Items listed in a dataset:
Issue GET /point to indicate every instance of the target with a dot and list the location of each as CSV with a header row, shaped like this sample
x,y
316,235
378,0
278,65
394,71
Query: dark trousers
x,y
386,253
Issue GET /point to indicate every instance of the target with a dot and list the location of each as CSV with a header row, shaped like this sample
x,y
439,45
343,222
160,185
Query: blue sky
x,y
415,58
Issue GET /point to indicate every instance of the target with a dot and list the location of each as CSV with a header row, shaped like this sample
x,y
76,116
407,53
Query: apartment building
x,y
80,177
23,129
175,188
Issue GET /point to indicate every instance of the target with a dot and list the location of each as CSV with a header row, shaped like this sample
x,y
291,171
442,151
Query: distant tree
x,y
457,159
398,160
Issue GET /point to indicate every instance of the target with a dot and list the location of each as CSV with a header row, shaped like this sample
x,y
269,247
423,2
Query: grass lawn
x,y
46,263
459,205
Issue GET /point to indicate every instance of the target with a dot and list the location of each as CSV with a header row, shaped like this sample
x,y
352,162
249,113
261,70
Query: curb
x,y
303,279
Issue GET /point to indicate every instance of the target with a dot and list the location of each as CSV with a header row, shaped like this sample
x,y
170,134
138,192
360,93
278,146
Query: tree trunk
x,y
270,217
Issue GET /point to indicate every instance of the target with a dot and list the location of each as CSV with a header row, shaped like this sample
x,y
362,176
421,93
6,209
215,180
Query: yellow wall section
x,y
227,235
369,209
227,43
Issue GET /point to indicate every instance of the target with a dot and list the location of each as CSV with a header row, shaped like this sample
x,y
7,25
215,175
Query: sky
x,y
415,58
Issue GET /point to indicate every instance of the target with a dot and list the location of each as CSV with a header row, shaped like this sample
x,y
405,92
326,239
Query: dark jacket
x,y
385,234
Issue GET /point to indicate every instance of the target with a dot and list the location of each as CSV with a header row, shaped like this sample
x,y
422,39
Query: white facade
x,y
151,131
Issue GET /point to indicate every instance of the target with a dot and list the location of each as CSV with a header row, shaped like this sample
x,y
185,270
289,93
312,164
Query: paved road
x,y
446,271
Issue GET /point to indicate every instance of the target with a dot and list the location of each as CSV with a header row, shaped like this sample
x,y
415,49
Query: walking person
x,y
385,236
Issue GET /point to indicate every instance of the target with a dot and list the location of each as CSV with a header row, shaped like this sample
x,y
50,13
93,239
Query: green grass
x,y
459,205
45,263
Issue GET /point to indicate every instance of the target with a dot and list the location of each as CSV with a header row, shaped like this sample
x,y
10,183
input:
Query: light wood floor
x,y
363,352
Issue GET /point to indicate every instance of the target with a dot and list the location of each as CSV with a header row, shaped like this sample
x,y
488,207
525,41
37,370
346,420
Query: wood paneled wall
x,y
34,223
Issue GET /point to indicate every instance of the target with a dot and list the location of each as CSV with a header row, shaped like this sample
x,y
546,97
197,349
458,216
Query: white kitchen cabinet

#### [Work task]
Give back every entry, word for word.

#### [Task solution]
Issue GET /point to indicate every instance of the target with a dot and list the location of each as CSV with a header row, shaped like this sample
x,y
316,235
378,0
278,65
394,71
Query: dark trousers
x,y
386,253
Issue GET /point to indicate every instance of the target with a dot and list the location of each as CSV with a header row, shaped like this sample
x,y
439,45
343,222
160,185
Query: blue sky
x,y
415,58
Issue GET /point to indicate every instance of the target with a dot and list the location of each as CSV with a header row, shaped like this sample
x,y
76,116
407,53
Query: apartment building
x,y
80,177
23,129
175,188
Issue GET /point to indicate every instance of the target with a dot and list the location of each as CSV with a header row, shaped like this sample
x,y
291,171
442,151
Query: distant tree
x,y
457,159
398,160
Issue GET /point to indicate every instance of the target with a dot and list the location of each as CSV with a header row, shaped like this sample
x,y
269,247
423,2
Query: grass lawn
x,y
46,263
459,205
Issue GET /point to indicate every instance of the target with a dot and list the location of each as CSV with a header row, shaped like this sample
x,y
352,162
249,113
261,70
Query: curb
x,y
303,279
Issue GET /point to indicate every instance of the target with a dot and list the location of each as CSV with a header row, shaped like this sample
x,y
170,134
138,192
360,93
278,146
Query: tree trunk
x,y
270,217
Issue GET /point to indicate every instance of the target with a dot and list the location of each as CSV with a header row, shaped like this sample
x,y
362,176
421,93
6,209
215,180
Query: yellow wall section
x,y
227,235
369,209
227,43
Issue GET /point to indicate every instance of the target with a dot and list the location of each as CSV with a header row, shaped like this sample
x,y
7,25
215,175
Query: sky
x,y
415,58
Issue GET /point to indicate every instance of the target with a dot and list the location of each as CSV with a header row, shaped like this sample
x,y
405,92
326,239
Query: dark jacket
x,y
385,234
Issue GET /point to indicate every instance of the target with a dot and list the location of each as CSV with a header row, shaped like this sample
x,y
422,39
Query: white facade
x,y
151,131
Issue GET /point to indicate every instance of the target with a dot and list the location of each as CSV with a header row, shaped like this sample
x,y
185,270
289,93
312,164
Query: paved road
x,y
446,271
Issue GET /point to indicate every instance of the target with a dot and list the location of each as CSV with a header row, shaped like this sample
x,y
415,49
Query: walking person
x,y
385,236
Issue GET /point to indicate every instance of the target with a dot and list the location of each as CSV with a header row, shaped like this sample
x,y
50,13
93,239
Query: green grass
x,y
459,205
45,263
Issue GET /point to indicate every instance of the target with a dot and list the location of each as CSV with a header row, shaped like this sample
x,y
10,183
input:
Query: light wood floor
x,y
363,352
Issue GET /point to indicate every instance of the target with a dot and list the location of each as CSV with a header row, shaped like this sample
x,y
488,207
525,41
37,370
346,420
Query: wood paneled wall
x,y
34,223
Issue GET /point to indicate every instance of the target with a dot and list the location of each as CSV with a header row, shaped like this sample
x,y
546,97
197,349
458,216
Query: white kitchen cabinet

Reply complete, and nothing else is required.